PROBLEM DETAILS: Write the records out again, keeping each line exactly as it is.
- - -
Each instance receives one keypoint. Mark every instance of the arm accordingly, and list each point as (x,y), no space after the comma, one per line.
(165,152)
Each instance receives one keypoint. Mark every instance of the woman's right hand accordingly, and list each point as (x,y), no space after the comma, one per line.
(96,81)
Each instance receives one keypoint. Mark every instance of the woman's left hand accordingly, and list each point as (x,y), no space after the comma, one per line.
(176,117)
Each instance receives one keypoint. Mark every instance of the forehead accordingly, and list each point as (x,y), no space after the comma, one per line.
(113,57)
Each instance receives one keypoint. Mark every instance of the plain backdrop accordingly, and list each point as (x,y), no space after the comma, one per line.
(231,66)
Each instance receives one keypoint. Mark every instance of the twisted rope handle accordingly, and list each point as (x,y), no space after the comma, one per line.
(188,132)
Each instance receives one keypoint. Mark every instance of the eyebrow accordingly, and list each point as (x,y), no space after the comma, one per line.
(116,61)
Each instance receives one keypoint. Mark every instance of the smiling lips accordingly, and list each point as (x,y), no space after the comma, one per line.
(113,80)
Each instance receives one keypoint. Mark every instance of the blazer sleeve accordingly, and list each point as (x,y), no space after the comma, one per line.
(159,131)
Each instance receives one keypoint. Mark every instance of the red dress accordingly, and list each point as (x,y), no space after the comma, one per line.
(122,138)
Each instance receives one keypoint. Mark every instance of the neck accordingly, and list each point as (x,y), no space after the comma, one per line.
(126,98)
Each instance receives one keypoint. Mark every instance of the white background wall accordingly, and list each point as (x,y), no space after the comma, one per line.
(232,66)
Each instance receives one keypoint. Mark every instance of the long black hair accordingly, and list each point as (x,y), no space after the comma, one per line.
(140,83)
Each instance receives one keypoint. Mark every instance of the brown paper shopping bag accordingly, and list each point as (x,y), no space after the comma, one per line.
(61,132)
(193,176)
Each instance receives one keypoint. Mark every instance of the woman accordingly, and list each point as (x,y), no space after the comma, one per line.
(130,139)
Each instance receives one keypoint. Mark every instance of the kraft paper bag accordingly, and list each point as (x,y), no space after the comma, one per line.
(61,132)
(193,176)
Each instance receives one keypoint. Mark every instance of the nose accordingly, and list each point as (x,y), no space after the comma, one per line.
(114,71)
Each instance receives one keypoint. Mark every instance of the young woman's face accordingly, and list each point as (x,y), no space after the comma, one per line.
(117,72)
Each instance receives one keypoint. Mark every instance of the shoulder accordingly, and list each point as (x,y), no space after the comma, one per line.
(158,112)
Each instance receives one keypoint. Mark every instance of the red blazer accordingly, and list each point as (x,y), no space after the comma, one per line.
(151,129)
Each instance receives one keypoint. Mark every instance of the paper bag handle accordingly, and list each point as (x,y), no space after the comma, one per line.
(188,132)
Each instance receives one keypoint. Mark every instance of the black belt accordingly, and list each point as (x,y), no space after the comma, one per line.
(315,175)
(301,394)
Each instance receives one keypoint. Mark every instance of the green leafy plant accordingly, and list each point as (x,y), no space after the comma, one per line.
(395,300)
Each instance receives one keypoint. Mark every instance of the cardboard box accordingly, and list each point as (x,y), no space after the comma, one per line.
- - -
REPLY TO THE TASK:
Each instance receives one keypoint. Mark every instance of the arm accordingly, and list each point as (x,y), no space after the comma, one per line.
(165,152)
Each instance receives one keypoint. Mark every instance of the woman's right hand accordingly, and list each point as (x,y), no space after the comma, one per line.
(96,81)
Each instance receives one keypoint. Mark every instance of the woman's left hand accordingly, and list each point as (x,y), no space after the comma, one per line.
(176,117)
Each instance receives one keypoint. Mark every instance of the forehead accordingly, and list each point as (x,y), no space after the comma, one per line.
(113,57)
Each instance receives one keypoint. Mark every instance of the plain backdrop accordingly, and list each point as (x,y), no space after the comma, one per line.
(231,66)
Each instance receives one keypoint. Mark every instance of the twisted rope handle accordingly, and list each point as (x,y), no space after the comma, one per line.
(188,132)
Each instance receives one keypoint. Mark every instance of the eyebrow accordingly, and list each point as (x,y), no space after the comma, one per line.
(116,61)
Each instance receives one keypoint. Mark every instance of the smiling lips accordingly, and list each point as (x,y), no space after the comma, one per line.
(113,80)
Each instance receives one keypoint. Mark every instance of the blazer sleeve accordingly, and list each point as (x,y), no space after the comma, one per line.
(159,131)
Each instance receives one keypoint. Mark every instance of the red dress accordingly, and list each point as (x,y), no space after the comma, one per line.
(122,138)
Each instance receives one keypoint. Mark every instance of the neck accordingly, and list each point as (x,y), no space after the comma, one per line.
(126,98)
Each instance receives one keypoint. Mark every instance of the white background wall accordingly, and list each point as (x,y), no space after the comma, one per line.
(232,66)
Each instance receives one keypoint. Mark every instance of the long black hair accordingly, and list each point as (x,y), no space after the comma, one per line.
(140,83)
Each instance receives one keypoint. Mark every instance of the brown paper shopping bag accordingly, and list each point as (x,y), no space after the comma, one per line.
(61,132)
(193,176)
Each instance receives one keypoint. Mark every instance of the woman accordingly, and list each point as (x,y), no space after the comma, one per line.
(130,139)
Each instance receives one keypoint. Mark every instance of the kraft paper bag accordingly, and list each point as (x,y), no space after the comma, one per line.
(61,132)
(193,176)
Each instance receives one keypoint. Mark every instance of the nose accordingly, and list each point as (x,y), no space after the comma, one per line.
(114,71)
Each instance receives one keypoint. Mark every instance of the young woman's face accordingly, and list each point as (x,y), no space after the comma, one per line.
(117,72)
Each instance receives one keypoint. Mark every instance of the shoulder accordingly, and list each point as (x,y), no space after the comma, one per line.
(158,112)
Each instance receives one keypoint. Mark every instance of the red blazer accordingly, and list each point as (x,y), no space after the comma, one per line.
(151,129)
Each instance receives one keypoint. Mark every instance of the paper bag handle accordingly, and list each point as (x,y), no space after the comma, one per line.
(188,132)
Each instance receives one keypoint. Mark every instance of the black belt accordingly, and list each point as (x,y), no space after the comma, one per line.
(315,175)
(301,394)
Each instance receives one keypoint. Mark every instance of the green leafy plant accordingly, and list each point as (x,y), no space after the comma, one per line.
(395,300)
Each instance receives one keypoint. Mark every instance of the cardboard box accordingly, and list each point as (x,y), no space after the comma, one per line.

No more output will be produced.